• _PASSAGE_
▬▬▬▬▬▬▬▬▬▬
Churath, Qazigund: It was 6 pm on July 18 2016, and hundreds of children and young adults were playing cricket in a field shaded by bending walnut trees in Churath village, while their mothers at home were busy with their evening work.
Seventeen-year-old Amir Fayaz was playing too. Suddenly there came sounds of unprecedented army shooting, and he ran home.
His mother, Neelofar Jan too had left home to protect her son in the fear and confusion that had so unexpectedly broken out. When she reached the playground, soldiers of 9 RR stationed in Devsar were shooting indiscriminately at people there, youngsters, children, parents. Neelofar Jan was hit by bullet and died on the spot. She left behind two sons and two daughters, all under 17.
A mere two days earlier, Tajali Jan, her daughter, had taken a cell phone photo of her with Amir under an open sky filled with warm sunlight. Tajali remembers her mother telling her to take a good picture. “She was happy and elated,” Tajali says. “We all wanted to take a picture with her. We could never have anticipated that she would be killed in two days.”
Tajali at age 16 is Neelofar Jan’s second child. After her mother’s death, she has left her studies owing to the work at home and, more importantly, to look after her siblings. Her face retreated into sorrow as she looked at her mother’s picture and said, “She wanted me to study, but who will cook for them and who will stay at home?”
Their father, Fayaz Ahmad Shah, is a labourer, and leaves home early in the morning. He works seven days a week to feed his family. Tajali Jan, thus, is the one looking after the rest of the family – Amir, Neha, age 14, and Jasir, age 11. She wakes at 5 in the morning and starts at once with the cooking. “I have no choice but to accept the reality that I am their mother now. They depend on me. I look after them as if they were my children,” Tajali said, tears filling her eyes to give way to sobs.
▬▬▬▬▬▬▬▬▬▬
• _DATA PROVIDED_
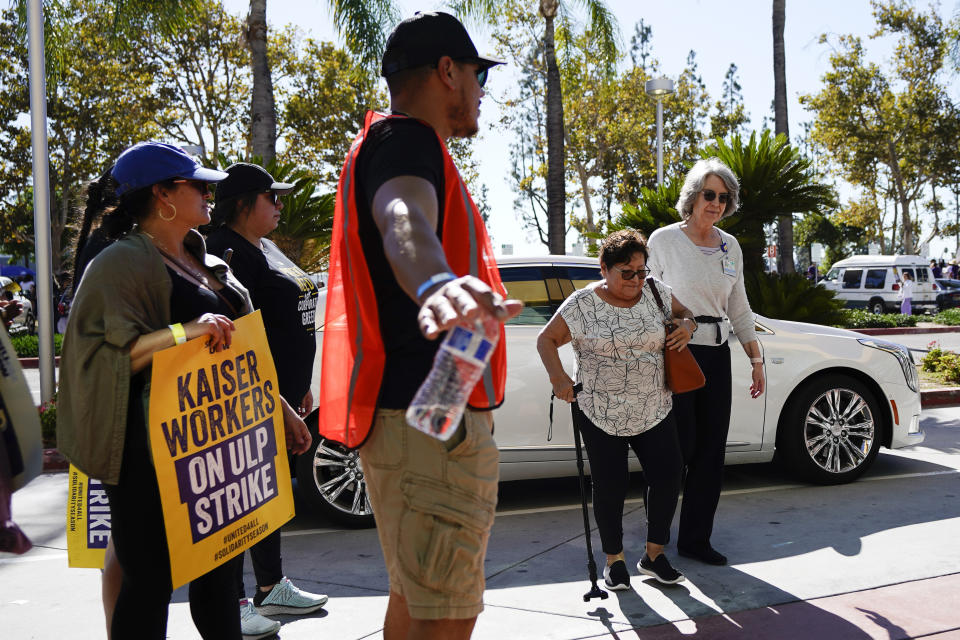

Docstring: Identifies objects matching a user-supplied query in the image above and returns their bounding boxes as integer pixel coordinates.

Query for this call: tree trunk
[887,140,914,254]
[574,160,597,253]
[247,0,277,164]
[540,0,567,255]
[773,0,796,273]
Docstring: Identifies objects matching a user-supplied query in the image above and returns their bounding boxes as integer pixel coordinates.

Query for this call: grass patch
[838,309,917,329]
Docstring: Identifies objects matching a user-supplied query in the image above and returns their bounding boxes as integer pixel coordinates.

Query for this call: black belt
[693,316,723,344]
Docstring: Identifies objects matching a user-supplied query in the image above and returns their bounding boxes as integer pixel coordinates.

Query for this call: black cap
[380,11,506,78]
[216,162,296,202]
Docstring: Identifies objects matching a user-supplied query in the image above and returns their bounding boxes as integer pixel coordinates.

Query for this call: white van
[820,255,939,313]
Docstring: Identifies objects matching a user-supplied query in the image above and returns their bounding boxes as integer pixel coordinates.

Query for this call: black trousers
[237,529,283,598]
[673,343,732,549]
[104,410,241,640]
[572,403,683,555]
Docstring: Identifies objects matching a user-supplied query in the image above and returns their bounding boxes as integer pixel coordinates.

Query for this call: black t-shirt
[124,266,243,464]
[355,118,444,409]
[207,227,319,407]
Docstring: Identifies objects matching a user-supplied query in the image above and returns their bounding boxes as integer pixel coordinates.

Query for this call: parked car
[820,255,939,313]
[294,256,924,526]
[937,278,960,311]
[0,276,37,333]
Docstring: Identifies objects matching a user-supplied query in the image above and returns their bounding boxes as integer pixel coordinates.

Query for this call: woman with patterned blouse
[537,230,696,590]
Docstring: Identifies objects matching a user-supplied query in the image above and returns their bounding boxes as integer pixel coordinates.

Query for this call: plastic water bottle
[407,313,500,440]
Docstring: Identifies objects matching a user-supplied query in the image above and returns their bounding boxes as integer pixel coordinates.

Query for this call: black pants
[573,403,683,555]
[237,529,283,598]
[104,410,240,640]
[673,343,732,549]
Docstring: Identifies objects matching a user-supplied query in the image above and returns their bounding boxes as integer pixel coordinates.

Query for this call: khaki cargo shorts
[360,409,500,620]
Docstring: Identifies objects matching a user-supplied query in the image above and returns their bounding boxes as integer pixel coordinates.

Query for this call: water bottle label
[440,326,493,367]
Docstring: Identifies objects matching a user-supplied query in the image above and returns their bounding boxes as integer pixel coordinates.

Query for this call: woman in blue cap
[57,142,309,640]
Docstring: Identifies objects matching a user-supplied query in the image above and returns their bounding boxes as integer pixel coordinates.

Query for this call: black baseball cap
[380,11,506,78]
[216,162,296,202]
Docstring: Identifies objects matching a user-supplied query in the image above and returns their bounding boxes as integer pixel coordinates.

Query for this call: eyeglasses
[613,267,650,280]
[173,178,213,196]
[700,189,730,204]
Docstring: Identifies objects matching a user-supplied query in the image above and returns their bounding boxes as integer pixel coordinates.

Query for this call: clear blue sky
[225,0,954,256]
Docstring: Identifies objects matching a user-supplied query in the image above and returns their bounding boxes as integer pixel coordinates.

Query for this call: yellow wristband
[170,322,187,344]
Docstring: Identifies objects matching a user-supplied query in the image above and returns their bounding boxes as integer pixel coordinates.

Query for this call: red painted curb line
[920,387,960,409]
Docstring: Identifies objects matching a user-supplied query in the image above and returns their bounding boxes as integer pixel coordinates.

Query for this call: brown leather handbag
[647,278,707,393]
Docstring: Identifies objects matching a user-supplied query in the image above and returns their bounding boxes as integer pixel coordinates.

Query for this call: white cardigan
[647,222,757,346]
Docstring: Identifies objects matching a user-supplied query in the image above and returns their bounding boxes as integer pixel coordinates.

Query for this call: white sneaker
[257,577,327,616]
[240,598,280,640]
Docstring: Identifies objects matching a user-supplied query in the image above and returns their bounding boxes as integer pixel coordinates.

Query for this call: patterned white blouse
[557,280,673,436]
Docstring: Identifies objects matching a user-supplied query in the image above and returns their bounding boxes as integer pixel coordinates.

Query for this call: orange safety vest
[318,111,507,447]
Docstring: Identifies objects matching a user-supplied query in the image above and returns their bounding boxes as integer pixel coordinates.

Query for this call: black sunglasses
[700,189,730,204]
[614,267,650,280]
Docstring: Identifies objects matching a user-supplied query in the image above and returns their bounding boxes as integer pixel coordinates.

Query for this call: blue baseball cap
[110,142,229,196]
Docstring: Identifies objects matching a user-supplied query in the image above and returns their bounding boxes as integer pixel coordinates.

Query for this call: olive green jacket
[57,231,253,484]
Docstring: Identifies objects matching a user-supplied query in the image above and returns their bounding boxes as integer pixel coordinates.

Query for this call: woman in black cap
[57,142,310,640]
[207,162,327,636]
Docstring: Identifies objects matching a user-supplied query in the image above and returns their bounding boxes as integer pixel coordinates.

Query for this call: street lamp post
[644,78,673,188]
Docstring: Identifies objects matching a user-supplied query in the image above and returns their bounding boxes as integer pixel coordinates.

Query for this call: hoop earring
[157,204,177,222]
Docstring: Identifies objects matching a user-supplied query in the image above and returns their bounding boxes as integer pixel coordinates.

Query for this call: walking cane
[564,383,609,602]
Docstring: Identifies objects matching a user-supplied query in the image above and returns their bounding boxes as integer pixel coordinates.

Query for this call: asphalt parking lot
[0,407,960,640]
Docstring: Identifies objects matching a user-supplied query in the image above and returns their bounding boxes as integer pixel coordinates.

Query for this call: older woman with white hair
[647,158,765,565]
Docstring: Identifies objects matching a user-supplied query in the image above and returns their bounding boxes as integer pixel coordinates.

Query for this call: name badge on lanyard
[720,255,737,278]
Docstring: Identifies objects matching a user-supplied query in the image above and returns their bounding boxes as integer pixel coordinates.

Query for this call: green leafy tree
[616,131,836,272]
[281,39,387,185]
[452,0,619,254]
[710,62,750,138]
[138,0,250,162]
[0,0,162,270]
[801,0,957,253]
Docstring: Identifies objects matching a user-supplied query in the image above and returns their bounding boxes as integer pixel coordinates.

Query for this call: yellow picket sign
[149,311,293,588]
[67,465,110,569]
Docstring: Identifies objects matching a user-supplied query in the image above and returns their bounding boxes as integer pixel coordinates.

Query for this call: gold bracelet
[170,322,187,344]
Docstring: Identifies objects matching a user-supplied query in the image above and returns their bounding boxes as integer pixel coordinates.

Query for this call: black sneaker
[603,560,630,591]
[637,553,686,584]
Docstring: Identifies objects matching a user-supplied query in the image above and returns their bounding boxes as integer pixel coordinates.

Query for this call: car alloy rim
[803,389,876,473]
[313,439,373,516]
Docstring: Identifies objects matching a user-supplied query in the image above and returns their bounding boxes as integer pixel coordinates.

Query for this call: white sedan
[295,256,924,526]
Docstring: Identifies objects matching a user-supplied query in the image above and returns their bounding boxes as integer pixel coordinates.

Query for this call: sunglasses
[700,189,730,204]
[173,178,213,196]
[613,267,650,280]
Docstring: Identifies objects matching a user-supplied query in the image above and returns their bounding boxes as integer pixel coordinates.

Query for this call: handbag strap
[647,276,670,318]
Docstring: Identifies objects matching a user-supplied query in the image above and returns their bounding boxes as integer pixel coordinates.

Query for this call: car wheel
[296,411,374,528]
[777,374,882,484]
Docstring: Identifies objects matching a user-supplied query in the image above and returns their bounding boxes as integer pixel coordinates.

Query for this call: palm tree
[773,0,796,273]
[247,0,398,161]
[611,130,836,271]
[451,0,619,255]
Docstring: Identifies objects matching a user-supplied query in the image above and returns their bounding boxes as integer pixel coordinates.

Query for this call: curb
[920,387,960,409]
[18,356,60,369]
[852,327,960,336]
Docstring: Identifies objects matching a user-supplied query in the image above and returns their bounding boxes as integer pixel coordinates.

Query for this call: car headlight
[857,338,920,392]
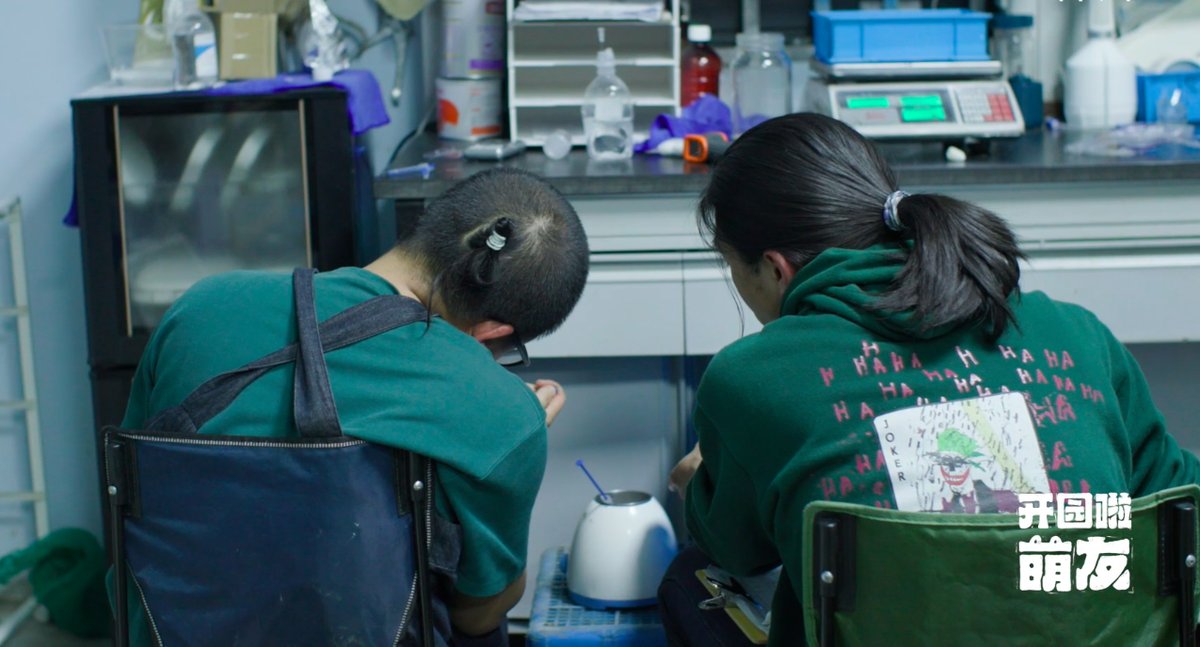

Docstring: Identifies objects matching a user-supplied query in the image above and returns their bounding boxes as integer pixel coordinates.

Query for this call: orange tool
[683,132,730,163]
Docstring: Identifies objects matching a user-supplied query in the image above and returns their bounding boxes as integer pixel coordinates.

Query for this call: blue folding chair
[104,270,461,647]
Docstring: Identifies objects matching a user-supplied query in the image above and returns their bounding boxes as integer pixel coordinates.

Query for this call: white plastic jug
[566,490,678,609]
[1063,0,1138,128]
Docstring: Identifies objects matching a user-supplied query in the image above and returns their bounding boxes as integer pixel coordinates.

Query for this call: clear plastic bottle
[731,31,792,136]
[167,0,217,89]
[679,24,721,108]
[582,48,634,161]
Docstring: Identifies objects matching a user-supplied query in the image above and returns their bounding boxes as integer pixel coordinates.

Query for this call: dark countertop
[374,132,1200,199]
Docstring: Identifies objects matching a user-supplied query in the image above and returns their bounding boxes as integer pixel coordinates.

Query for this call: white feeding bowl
[566,490,677,609]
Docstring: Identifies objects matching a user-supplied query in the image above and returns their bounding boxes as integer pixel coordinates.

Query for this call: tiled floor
[0,585,526,647]
[0,582,112,647]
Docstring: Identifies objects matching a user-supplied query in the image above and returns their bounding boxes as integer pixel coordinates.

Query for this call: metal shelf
[505,0,680,146]
[0,198,50,645]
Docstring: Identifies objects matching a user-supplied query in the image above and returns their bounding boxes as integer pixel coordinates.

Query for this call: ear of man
[466,319,514,343]
[762,250,797,296]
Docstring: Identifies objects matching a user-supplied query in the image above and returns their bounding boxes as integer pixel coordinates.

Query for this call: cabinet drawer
[529,252,684,358]
[683,254,762,355]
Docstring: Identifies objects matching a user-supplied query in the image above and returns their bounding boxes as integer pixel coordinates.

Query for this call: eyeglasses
[492,333,529,366]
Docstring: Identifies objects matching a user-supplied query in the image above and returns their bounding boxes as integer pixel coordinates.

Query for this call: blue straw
[575,459,612,501]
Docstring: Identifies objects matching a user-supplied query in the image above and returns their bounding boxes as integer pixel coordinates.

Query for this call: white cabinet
[508,0,680,145]
[683,252,762,355]
[530,182,1200,358]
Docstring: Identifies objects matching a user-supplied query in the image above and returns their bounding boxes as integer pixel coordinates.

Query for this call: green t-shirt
[685,246,1200,645]
[122,268,546,597]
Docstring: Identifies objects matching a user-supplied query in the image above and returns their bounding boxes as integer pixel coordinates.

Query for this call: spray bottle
[1063,0,1138,128]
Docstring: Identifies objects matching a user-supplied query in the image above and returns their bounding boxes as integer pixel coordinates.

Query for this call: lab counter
[374,132,1200,358]
[374,129,1200,617]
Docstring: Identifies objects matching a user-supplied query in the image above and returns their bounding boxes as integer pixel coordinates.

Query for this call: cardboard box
[217,12,280,80]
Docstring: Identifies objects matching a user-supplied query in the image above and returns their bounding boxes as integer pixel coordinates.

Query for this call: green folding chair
[802,485,1200,647]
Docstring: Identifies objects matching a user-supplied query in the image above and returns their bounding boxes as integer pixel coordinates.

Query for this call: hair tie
[487,218,512,252]
[883,190,908,232]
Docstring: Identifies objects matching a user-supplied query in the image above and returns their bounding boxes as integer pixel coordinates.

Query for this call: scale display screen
[840,91,954,124]
[816,79,1025,138]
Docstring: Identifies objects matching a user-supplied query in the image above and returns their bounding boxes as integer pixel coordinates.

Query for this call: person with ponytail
[659,114,1200,646]
[122,168,588,647]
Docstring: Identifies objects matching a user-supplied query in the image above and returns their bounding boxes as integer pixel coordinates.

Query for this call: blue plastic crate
[1138,72,1200,124]
[812,10,991,64]
[527,547,667,647]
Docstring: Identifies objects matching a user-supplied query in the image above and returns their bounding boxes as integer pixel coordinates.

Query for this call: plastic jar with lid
[731,32,792,136]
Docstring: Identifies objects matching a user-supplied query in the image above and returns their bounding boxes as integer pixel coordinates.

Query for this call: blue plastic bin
[1138,72,1200,124]
[527,547,667,647]
[812,10,991,64]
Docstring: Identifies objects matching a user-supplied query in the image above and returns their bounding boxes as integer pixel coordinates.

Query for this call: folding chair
[104,270,458,647]
[802,485,1200,647]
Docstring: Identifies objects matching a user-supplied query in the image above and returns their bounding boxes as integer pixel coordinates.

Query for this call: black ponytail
[876,193,1021,341]
[448,218,518,290]
[698,113,1021,340]
[397,167,588,341]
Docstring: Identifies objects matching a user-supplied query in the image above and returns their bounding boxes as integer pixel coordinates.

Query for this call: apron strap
[145,275,428,433]
[292,268,342,438]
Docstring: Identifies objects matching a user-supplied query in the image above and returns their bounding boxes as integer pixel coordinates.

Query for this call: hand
[526,379,566,427]
[667,443,704,498]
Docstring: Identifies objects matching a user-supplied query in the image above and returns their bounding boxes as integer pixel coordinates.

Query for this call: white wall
[0,0,138,552]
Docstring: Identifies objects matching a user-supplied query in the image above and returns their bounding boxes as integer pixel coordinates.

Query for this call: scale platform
[808,60,1025,139]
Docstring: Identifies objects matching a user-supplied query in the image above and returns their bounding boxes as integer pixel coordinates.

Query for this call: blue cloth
[634,95,733,152]
[205,70,389,134]
[62,70,390,227]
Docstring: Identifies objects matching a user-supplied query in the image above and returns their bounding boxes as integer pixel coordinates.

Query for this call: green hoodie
[685,246,1200,645]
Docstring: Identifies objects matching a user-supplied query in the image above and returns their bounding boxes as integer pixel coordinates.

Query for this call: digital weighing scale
[806,60,1025,139]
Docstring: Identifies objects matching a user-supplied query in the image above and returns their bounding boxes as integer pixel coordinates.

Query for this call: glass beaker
[731,32,792,137]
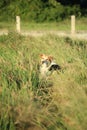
▬▬▬▬▬▬▬▬▬▬
• _DIRECTION 1_
From the passage about Churath village, return word for word the part from "Seventeen-year-old Amir Fayaz" up to and including "all under 17.".
• _DIRECTION 2_
In the passage about Churath village, where were the soldiers of 9 RR stationed?

• _COMPLETE OUTPUT 1_
Seventeen-year-old Amir Fayaz was playing too. Suddenly there came sounds of unprecedented army shooting, and he ran home.
His mother, Neelofar Jan too had left home to protect her son in the fear and confusion that had so unexpectedly broken out. When she reached the playground, soldiers of 9 RR stationed in Devsar were shooting indiscriminately at people there, youngsters, children, parents. Neelofar Jan was hit by bullet and died on the spot. She left behind two sons and two daughters, all under 17.

• _COMPLETE OUTPUT 2_
In Devsar.